What is asked - Change "simplified polygon" to "reduced polygon" in the lines running from the start through the line that contains "194 218 L 193", inclusive. Return only those lines, with everything else left as it is.

** START OF Data for the task **

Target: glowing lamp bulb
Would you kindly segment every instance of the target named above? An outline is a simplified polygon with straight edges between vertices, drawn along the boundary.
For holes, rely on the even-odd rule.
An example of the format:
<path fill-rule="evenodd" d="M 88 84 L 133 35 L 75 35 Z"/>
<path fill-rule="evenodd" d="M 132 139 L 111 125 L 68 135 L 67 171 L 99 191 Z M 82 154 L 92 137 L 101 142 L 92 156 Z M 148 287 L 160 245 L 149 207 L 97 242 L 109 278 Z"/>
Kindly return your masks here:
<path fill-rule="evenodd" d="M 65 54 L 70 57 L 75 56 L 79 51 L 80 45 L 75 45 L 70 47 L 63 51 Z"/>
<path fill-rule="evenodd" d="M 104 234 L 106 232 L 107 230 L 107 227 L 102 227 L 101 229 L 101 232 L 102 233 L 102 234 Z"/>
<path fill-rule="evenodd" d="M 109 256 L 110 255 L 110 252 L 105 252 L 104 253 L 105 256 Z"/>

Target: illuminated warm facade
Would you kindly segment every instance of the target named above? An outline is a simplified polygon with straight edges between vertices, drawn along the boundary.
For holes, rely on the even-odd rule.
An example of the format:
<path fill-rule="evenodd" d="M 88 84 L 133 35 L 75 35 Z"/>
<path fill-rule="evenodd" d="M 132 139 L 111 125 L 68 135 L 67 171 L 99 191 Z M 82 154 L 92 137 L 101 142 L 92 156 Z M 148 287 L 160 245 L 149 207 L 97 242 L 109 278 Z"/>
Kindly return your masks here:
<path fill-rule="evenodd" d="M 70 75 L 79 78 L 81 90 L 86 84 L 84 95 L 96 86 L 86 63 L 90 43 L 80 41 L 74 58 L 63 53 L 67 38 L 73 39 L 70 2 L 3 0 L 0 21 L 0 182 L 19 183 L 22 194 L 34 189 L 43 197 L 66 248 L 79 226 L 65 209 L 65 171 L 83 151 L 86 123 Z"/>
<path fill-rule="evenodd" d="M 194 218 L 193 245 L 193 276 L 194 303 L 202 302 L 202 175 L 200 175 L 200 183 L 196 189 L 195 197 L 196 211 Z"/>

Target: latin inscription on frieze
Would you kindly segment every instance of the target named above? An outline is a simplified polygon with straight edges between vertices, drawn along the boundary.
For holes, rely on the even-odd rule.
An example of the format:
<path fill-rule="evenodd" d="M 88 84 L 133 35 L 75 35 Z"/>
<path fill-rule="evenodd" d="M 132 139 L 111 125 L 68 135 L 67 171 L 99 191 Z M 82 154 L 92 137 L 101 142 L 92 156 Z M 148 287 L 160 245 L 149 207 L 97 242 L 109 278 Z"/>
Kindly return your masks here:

** END OF Data for the task **

Solution to the exercise -
Target: glowing lamp bulb
Would you kindly segment every instance of the target named above? An outline is a reduced polygon with straight edges between vertices, drawn along the boundary.
For holes, rely on the even-odd rule.
An example of the format:
<path fill-rule="evenodd" d="M 88 84 L 133 35 L 75 35 Z"/>
<path fill-rule="evenodd" d="M 132 139 L 111 125 L 68 135 L 67 171 L 99 191 Z M 82 154 L 92 137 L 101 142 L 92 156 Z M 148 287 L 160 245 L 149 207 L 97 242 L 109 278 Z"/>
Kindly return your masks here:
<path fill-rule="evenodd" d="M 65 54 L 70 57 L 75 56 L 79 51 L 80 45 L 75 45 L 70 47 L 63 51 Z"/>
<path fill-rule="evenodd" d="M 104 234 L 106 232 L 107 230 L 107 227 L 102 227 L 101 229 L 101 232 L 102 233 L 102 234 Z"/>
<path fill-rule="evenodd" d="M 109 256 L 110 255 L 110 252 L 105 252 L 104 253 L 105 256 Z"/>

Target: illuminated warm facade
Would you kindly segment every instance of the target named above? An outline is a reduced polygon with straight edges between vertices, drawn along the boundary.
For holes, rely on the even-odd rule.
An example of the format:
<path fill-rule="evenodd" d="M 88 84 L 133 35 L 75 35 Z"/>
<path fill-rule="evenodd" d="M 132 139 L 111 125 L 68 135 L 67 171 L 99 191 Z M 82 154 L 92 137 L 101 142 L 92 156 Z M 148 287 L 160 245 L 149 207 L 97 242 L 109 278 Z"/>
Kindly return your masks here:
<path fill-rule="evenodd" d="M 70 75 L 79 78 L 81 90 L 86 84 L 84 95 L 96 86 L 86 63 L 90 43 L 80 41 L 74 58 L 63 53 L 67 38 L 73 39 L 70 2 L 3 0 L 0 21 L 0 182 L 19 183 L 22 194 L 34 189 L 43 197 L 66 248 L 79 226 L 65 209 L 65 171 L 83 151 L 86 123 Z"/>
<path fill-rule="evenodd" d="M 194 218 L 193 245 L 193 276 L 194 303 L 202 302 L 202 175 L 200 175 L 200 183 L 196 189 L 195 197 L 196 211 Z"/>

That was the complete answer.